— BEGIN —

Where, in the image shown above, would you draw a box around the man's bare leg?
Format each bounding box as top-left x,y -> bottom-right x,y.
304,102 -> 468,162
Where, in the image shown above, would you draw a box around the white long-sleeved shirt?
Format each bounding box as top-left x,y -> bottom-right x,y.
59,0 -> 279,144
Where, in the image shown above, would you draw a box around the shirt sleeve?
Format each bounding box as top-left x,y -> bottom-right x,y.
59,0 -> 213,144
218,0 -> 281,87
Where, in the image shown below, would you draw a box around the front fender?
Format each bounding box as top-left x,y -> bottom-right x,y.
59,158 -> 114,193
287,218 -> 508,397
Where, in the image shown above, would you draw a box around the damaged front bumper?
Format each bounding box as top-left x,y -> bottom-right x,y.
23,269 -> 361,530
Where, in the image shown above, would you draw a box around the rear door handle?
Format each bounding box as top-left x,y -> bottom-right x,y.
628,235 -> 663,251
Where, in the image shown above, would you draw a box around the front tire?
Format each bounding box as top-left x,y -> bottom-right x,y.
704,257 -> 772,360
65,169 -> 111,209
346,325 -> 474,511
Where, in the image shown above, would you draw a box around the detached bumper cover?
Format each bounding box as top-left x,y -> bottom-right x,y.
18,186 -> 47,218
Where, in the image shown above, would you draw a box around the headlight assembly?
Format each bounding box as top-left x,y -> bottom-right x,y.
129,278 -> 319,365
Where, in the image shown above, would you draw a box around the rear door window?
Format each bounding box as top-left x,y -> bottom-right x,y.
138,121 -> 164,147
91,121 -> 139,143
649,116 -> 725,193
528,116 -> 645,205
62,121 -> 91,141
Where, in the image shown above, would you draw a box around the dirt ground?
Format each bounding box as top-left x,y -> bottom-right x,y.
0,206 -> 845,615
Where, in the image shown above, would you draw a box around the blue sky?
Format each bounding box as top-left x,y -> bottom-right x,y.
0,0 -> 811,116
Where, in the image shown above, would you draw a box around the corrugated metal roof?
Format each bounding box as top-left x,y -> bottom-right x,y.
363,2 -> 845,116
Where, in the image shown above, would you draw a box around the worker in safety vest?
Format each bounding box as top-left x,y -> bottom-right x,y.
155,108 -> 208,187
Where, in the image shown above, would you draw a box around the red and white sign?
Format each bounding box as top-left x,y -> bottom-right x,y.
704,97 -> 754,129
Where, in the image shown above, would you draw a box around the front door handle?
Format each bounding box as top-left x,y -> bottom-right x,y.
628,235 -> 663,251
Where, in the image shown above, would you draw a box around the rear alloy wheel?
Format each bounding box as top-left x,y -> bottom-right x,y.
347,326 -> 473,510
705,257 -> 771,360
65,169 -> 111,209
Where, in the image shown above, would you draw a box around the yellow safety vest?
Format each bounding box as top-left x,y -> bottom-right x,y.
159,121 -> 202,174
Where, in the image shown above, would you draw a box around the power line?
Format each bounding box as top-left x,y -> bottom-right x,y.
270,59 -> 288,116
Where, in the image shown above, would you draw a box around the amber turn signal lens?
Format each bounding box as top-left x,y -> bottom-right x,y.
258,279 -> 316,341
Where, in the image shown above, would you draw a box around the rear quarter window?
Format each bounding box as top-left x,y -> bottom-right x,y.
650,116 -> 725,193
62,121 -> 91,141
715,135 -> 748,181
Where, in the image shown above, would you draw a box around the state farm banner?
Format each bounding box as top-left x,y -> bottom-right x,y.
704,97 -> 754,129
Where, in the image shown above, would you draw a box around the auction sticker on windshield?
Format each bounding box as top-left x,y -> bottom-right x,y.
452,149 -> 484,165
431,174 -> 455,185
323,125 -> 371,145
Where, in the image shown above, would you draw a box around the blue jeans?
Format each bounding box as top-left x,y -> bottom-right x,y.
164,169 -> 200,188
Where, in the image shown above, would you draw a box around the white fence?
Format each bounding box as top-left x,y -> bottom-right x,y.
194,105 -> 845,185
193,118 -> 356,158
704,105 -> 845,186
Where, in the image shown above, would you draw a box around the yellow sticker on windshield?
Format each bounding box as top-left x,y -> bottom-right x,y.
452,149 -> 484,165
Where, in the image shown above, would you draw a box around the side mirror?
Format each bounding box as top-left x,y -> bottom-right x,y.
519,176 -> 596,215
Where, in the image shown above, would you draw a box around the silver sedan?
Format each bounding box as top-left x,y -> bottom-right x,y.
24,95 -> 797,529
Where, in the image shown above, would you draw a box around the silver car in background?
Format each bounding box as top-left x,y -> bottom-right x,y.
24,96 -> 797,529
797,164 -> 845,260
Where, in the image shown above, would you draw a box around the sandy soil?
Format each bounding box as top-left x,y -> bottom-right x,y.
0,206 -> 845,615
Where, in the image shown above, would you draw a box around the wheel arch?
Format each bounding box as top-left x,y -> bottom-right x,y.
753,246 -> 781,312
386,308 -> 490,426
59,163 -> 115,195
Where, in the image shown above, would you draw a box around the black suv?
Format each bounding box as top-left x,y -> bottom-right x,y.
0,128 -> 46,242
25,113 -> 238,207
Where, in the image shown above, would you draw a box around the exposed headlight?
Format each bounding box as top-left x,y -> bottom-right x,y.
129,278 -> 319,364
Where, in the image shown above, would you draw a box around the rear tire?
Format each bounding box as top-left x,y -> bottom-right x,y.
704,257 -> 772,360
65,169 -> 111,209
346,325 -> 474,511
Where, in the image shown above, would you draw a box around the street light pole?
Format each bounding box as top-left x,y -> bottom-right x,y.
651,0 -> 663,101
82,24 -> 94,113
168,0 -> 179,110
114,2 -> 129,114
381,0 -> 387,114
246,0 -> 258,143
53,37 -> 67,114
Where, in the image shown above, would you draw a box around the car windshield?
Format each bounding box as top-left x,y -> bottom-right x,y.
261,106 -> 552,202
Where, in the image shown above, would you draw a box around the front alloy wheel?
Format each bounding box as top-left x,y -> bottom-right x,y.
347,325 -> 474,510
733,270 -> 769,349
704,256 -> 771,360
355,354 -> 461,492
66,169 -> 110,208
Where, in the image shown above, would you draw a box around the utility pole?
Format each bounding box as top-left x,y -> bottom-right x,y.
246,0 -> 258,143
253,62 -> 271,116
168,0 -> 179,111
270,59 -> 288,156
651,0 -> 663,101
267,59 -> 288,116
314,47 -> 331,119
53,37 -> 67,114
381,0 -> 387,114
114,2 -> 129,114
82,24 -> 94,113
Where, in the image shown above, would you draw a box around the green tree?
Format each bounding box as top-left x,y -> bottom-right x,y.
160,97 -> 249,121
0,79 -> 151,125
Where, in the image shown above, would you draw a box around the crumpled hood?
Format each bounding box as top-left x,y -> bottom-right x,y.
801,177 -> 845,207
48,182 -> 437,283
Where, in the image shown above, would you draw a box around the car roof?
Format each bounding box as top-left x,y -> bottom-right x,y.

— END —

Recast every one of the records above as a JSON list of strings, with one string per line and blank lines omitted.

[
  "Where, in the image shown above, would you draw a box around the man's bare leg?",
  "Format each bounding box as top-left x,y -> bottom-right x,y.",
  "304,102 -> 468,162",
  "Where, in the image shown above, would you draw a box around the white long-sleeved shirt?",
  "Format each bounding box as top-left x,y -> bottom-right x,y.",
  "59,0 -> 279,144",
  "Where, in the image shown above, would you draw a box around the shirt sleeve?",
  "Format each bounding box as top-left x,y -> bottom-right x,y.",
  "59,0 -> 213,144",
  "218,0 -> 281,87",
  "Where, in the image shown below, would you draw a box around the front fender?",
  "Format each bounding box as top-left x,y -> bottom-right x,y.",
  "59,158 -> 114,193",
  "287,218 -> 508,397",
  "Where, in the image shown above, would you draw a box around the damaged front bumper?",
  "Format each bounding box as top-left x,y -> bottom-right x,y.",
  "23,269 -> 361,530",
  "Where, in the image shown above, would you draw a box around the rear door handle?",
  "Format each bounding box as top-left x,y -> bottom-right x,y.",
  "628,235 -> 663,251",
  "Where, in the image shown above, would you draw a box around the front tire?",
  "Format each bounding box as top-left x,y -> bottom-right x,y.",
  "704,257 -> 772,360",
  "65,169 -> 111,209",
  "346,325 -> 474,511",
  "Where, in the image shown above, would you draw a box around the detached bumper cover?",
  "Format each bounding box as top-left x,y -> bottom-right x,y.",
  "18,186 -> 47,218",
  "Where, in the image shown above, would you draw a box around the headlight assembly?",
  "Format each bounding box as top-left x,y -> bottom-right x,y.",
  "129,278 -> 319,365",
  "Where, in the image shown above, would you draw a box around the rear door window?",
  "Format each bounding box as top-left x,y -> bottom-right x,y.",
  "138,121 -> 164,147",
  "91,121 -> 139,143",
  "649,116 -> 725,193",
  "528,116 -> 645,205",
  "62,121 -> 91,141",
  "Where, in the image shown above, would you draw a box around the dirt ground?",
  "Format each bounding box as top-left x,y -> bottom-right x,y.",
  "0,206 -> 845,615",
  "Where, in the image shown above, would you draw a box around the blue sky?",
  "Format each bounding box as top-left x,y -> bottom-right x,y.",
  "0,0 -> 811,116",
  "Where, in the image shown above, would you draw a box around the corrugated metal roof?",
  "Format each bounding box as top-left x,y -> bottom-right x,y.",
  "363,2 -> 845,116",
  "Where, in the image shown above, would you draw a box around the worker in safety vest?",
  "Format each bounding box as top-left x,y -> bottom-right x,y.",
  "155,108 -> 208,187",
  "Where, in the image shown above, would you draw a box around the red and white sign?",
  "Format each bounding box as top-left x,y -> bottom-right x,y.",
  "704,97 -> 754,129",
  "Where, in the image shown above, would you draw a box around the front door handle?",
  "Format each bounding box as top-left x,y -> bottom-right x,y.",
  "628,235 -> 663,251",
  "Where, in the image shown above, would you draw a box around the rear alloy wheel?",
  "Format each bounding box as top-left x,y -> bottom-right x,y.",
  "347,326 -> 473,510",
  "705,257 -> 771,360",
  "65,169 -> 111,209",
  "Where, in the image shown above, would you draw a box around the yellow safety vest?",
  "Format each bounding box as top-left x,y -> bottom-right x,y.",
  "159,121 -> 202,174",
  "Where, in the image shown above, would you draw a box around the power line?",
  "Format each bounding box as top-left x,y -> bottom-right x,y.",
  "270,59 -> 288,116",
  "Where, in the image shown above, would you draw a box around the amber turn signal lens?",
  "Format each bounding box as top-left x,y -> bottom-right x,y.",
  "258,279 -> 316,341",
  "Where, in the image shown above, would you draw a box around the rear quarter window?",
  "Format each bounding box as top-left x,y -> bottom-right x,y.",
  "650,116 -> 725,193",
  "62,121 -> 91,141",
  "715,135 -> 748,181",
  "Where, in the image shown above, would you draw a box around the state farm banner?",
  "Format each bounding box as top-left x,y -> bottom-right x,y.",
  "704,97 -> 754,129",
  "Where, in the image shown above, would you draw a box around the auction sticker on windshield?",
  "Format each bounding box as top-left x,y -> bottom-right x,y.",
  "452,149 -> 484,165",
  "431,174 -> 455,185",
  "323,125 -> 371,145",
  "Where, in the image shown above, would you draw a box around the blue jeans?",
  "Format each bounding box as top-left x,y -> bottom-right x,y.",
  "164,169 -> 200,188",
  "Where, in the image shown above, would you draw a box around the white fence?",
  "Format each bounding box as top-left x,y -> bottom-right x,y.",
  "194,105 -> 845,185",
  "193,118 -> 356,158",
  "704,105 -> 845,186",
  "Where, in the image shown above, would you draw a box around the yellow sticker on windshield?",
  "Format each bounding box as top-left x,y -> bottom-right x,y.",
  "452,149 -> 484,165",
  "Where, in the image shown above, would you draw a box around the side mirror?",
  "Format each bounding box as top-left x,y -> bottom-right x,y.",
  "519,176 -> 596,215",
  "Where, in the image shown above, would you draw a box around the silver sedan?",
  "Format each bounding box as top-left x,y -> bottom-right x,y.",
  "24,95 -> 797,529",
  "Where, in the image shown above, would you draw a box around the silver car in background?",
  "Format each bounding box as top-left x,y -> bottom-right x,y.",
  "24,96 -> 797,529",
  "797,164 -> 845,260",
  "Where, in the image shown above, would you draw a box around the sandy soil?",
  "Format each bounding box as top-left x,y -> bottom-right x,y.",
  "0,206 -> 845,615",
  "Where, in the image shown above, would you draw a box around the wheel arch?",
  "Format each bounding box as top-left x,y -> bottom-right x,y.",
  "753,246 -> 781,312",
  "386,308 -> 490,426",
  "59,163 -> 115,195",
  "Where, in the image shown above, would you draw a box around the black suv?",
  "Format each bounding box as top-left x,y -> bottom-right x,y.",
  "0,128 -> 46,242",
  "25,113 -> 238,207",
  "Where, in the image shown above, would you draw a box around the exposed headlight?",
  "Format each bounding box as top-left x,y -> bottom-right x,y.",
  "129,278 -> 319,364",
  "Where, in the image shown above, would you draw a box around the rear tire?",
  "Format each bounding box as top-left x,y -> bottom-right x,y.",
  "704,257 -> 772,360",
  "65,169 -> 111,209",
  "346,325 -> 474,511",
  "Where, in the image shown above, would you draw a box around the street light pole?",
  "Format each bounding box as top-left x,y -> bottom-right x,y.",
  "651,0 -> 663,101",
  "82,24 -> 94,113",
  "168,0 -> 179,110",
  "114,2 -> 129,114",
  "381,0 -> 387,114",
  "246,0 -> 258,143",
  "53,37 -> 67,114",
  "Where, in the image shown above, would you draw a box around the car windshield?",
  "Format each bounding box as top-left x,y -> bottom-right x,y.",
  "261,106 -> 552,202",
  "Where, in the image shown above, would you draw a box around the front alloy wheel?",
  "Format each bounding box as top-left x,y -> bottom-right x,y.",
  "347,325 -> 474,510",
  "733,270 -> 769,349",
  "704,256 -> 771,360",
  "355,354 -> 461,492",
  "66,169 -> 110,208",
  "Where, in the image shown above, would you draw a box around the utility pole?",
  "Format each bounding box as top-left x,y -> bottom-right x,y.",
  "246,0 -> 258,143",
  "253,62 -> 271,116",
  "168,0 -> 179,111",
  "270,59 -> 288,156",
  "651,0 -> 663,101",
  "267,59 -> 288,116",
  "314,47 -> 331,119",
  "53,37 -> 67,114",
  "381,0 -> 387,114",
  "114,2 -> 129,114",
  "82,24 -> 94,113",
  "Where, in the image shown above, would you draw a box around the green tree?",
  "Format each bounding box as top-left x,y -> bottom-right x,y.",
  "160,97 -> 249,121",
  "0,79 -> 151,125",
  "Where, in the image shown above, would you draw a box around the crumpled hood?",
  "Format each bounding box as top-left x,y -> bottom-right x,y.",
  "801,177 -> 845,207",
  "48,182 -> 437,283",
  "Where, in the image shown above, would you draw a box around the car roof?",
  "Format each bounding box as top-left x,y -> bottom-right x,y."
]